__DESCRIPTION OF THE TASK__: Count the lines in the records below that contain the string "ceiling", and give only the number.

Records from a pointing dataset

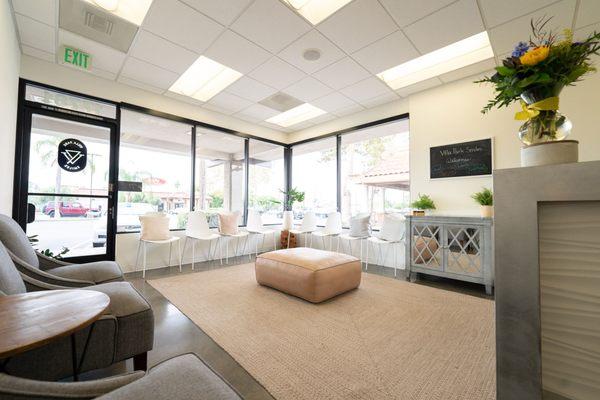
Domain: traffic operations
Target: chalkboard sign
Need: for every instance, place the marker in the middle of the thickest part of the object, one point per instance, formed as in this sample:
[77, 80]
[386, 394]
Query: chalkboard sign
[461, 159]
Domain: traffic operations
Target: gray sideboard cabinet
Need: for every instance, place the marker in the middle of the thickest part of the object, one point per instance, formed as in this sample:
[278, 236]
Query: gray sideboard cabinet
[451, 247]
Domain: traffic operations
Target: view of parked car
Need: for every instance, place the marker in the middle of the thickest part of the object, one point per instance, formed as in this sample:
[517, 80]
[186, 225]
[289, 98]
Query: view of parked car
[66, 209]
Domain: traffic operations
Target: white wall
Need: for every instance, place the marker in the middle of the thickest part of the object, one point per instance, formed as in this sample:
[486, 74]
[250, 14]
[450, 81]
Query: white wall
[451, 113]
[83, 82]
[10, 54]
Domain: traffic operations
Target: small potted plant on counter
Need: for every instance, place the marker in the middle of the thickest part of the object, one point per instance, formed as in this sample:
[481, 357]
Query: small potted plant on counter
[422, 205]
[292, 196]
[485, 199]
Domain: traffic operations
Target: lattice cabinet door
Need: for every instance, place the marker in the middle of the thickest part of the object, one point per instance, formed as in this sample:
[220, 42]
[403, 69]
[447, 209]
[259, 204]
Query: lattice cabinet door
[426, 248]
[463, 249]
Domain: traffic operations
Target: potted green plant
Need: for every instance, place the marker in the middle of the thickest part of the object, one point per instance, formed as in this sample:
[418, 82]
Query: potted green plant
[485, 199]
[534, 75]
[422, 205]
[293, 195]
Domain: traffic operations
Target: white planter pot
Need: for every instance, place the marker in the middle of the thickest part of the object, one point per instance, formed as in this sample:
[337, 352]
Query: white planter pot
[288, 220]
[559, 152]
[487, 211]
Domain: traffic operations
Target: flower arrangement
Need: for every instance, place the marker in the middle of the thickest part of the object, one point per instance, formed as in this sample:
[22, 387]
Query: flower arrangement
[535, 74]
[424, 202]
[484, 198]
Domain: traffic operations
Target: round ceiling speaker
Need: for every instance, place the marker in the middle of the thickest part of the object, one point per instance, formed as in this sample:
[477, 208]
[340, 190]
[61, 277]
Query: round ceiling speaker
[312, 54]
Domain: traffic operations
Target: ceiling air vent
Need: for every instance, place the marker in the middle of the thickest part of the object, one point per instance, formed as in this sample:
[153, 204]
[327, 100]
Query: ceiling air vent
[98, 23]
[87, 20]
[281, 102]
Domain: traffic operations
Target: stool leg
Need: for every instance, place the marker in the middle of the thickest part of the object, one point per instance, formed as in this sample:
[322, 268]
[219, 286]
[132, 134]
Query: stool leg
[193, 253]
[144, 270]
[179, 253]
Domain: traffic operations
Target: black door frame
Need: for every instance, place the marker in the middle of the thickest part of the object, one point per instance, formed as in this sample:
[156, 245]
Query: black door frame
[22, 149]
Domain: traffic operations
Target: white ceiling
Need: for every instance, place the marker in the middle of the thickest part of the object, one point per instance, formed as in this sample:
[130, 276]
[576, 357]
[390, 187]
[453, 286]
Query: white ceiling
[264, 40]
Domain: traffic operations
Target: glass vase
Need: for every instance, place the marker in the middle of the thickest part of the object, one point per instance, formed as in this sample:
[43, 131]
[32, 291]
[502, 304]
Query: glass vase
[548, 125]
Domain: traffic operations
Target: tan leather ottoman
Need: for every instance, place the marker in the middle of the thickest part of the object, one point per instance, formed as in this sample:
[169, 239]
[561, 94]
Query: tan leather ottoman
[311, 274]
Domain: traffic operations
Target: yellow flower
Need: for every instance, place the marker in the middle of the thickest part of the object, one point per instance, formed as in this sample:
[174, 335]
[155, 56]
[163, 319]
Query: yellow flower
[535, 55]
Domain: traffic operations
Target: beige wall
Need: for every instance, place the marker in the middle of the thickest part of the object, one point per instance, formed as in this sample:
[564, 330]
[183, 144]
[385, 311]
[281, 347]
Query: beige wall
[451, 113]
[9, 81]
[83, 82]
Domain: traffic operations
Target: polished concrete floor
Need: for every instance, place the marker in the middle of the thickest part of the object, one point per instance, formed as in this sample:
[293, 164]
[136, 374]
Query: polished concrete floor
[175, 334]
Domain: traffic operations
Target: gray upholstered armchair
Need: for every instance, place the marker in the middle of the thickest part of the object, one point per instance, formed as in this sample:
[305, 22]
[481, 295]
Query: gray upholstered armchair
[125, 330]
[181, 378]
[49, 270]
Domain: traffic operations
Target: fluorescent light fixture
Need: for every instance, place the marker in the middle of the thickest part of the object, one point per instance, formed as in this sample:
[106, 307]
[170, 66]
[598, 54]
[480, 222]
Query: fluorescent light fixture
[294, 116]
[452, 57]
[133, 11]
[316, 11]
[204, 79]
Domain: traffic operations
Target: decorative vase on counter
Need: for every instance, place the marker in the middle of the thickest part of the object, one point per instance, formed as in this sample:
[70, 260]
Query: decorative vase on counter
[487, 211]
[545, 130]
[288, 220]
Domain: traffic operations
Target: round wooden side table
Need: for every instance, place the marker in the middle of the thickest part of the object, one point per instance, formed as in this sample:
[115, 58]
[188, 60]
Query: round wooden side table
[32, 320]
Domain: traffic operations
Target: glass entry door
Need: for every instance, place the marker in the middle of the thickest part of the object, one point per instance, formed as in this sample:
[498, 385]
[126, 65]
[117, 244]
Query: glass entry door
[69, 185]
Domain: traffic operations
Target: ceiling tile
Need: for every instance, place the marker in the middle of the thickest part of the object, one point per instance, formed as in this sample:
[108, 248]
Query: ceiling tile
[348, 110]
[358, 24]
[35, 34]
[379, 100]
[183, 98]
[221, 11]
[256, 113]
[506, 36]
[588, 13]
[474, 69]
[277, 73]
[448, 25]
[250, 89]
[498, 12]
[308, 89]
[341, 73]
[40, 10]
[332, 102]
[312, 40]
[148, 74]
[42, 55]
[270, 24]
[229, 102]
[406, 12]
[181, 24]
[160, 52]
[388, 52]
[234, 51]
[366, 89]
[140, 85]
[103, 57]
[419, 87]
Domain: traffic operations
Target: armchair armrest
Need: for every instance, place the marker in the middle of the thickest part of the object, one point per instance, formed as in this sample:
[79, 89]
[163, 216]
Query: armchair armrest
[47, 263]
[43, 276]
[15, 387]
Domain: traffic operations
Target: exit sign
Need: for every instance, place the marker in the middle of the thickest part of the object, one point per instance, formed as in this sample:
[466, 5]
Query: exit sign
[76, 57]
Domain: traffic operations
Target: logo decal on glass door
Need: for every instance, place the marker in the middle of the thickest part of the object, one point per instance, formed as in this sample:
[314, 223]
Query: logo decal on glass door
[72, 155]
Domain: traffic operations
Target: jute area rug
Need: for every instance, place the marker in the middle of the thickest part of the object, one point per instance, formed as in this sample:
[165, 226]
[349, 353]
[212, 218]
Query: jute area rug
[389, 339]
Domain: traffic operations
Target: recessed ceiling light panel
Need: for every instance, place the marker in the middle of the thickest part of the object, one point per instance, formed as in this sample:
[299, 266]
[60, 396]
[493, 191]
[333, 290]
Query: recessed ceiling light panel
[133, 11]
[452, 57]
[204, 79]
[296, 115]
[316, 11]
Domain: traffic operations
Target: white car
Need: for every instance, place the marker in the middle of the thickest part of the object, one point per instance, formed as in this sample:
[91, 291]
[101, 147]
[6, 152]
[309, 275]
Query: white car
[128, 220]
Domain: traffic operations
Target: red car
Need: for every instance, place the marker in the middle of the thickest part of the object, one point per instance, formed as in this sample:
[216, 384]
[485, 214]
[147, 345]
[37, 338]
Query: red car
[73, 209]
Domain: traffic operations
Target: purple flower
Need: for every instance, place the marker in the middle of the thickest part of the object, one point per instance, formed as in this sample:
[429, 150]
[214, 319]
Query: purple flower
[520, 49]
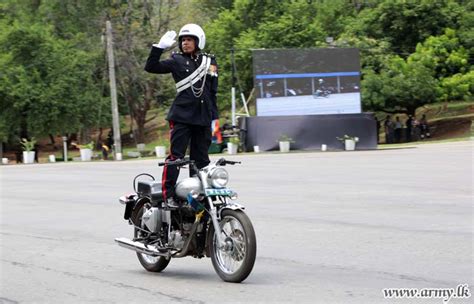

__EXERCISE OUTPUT__: 10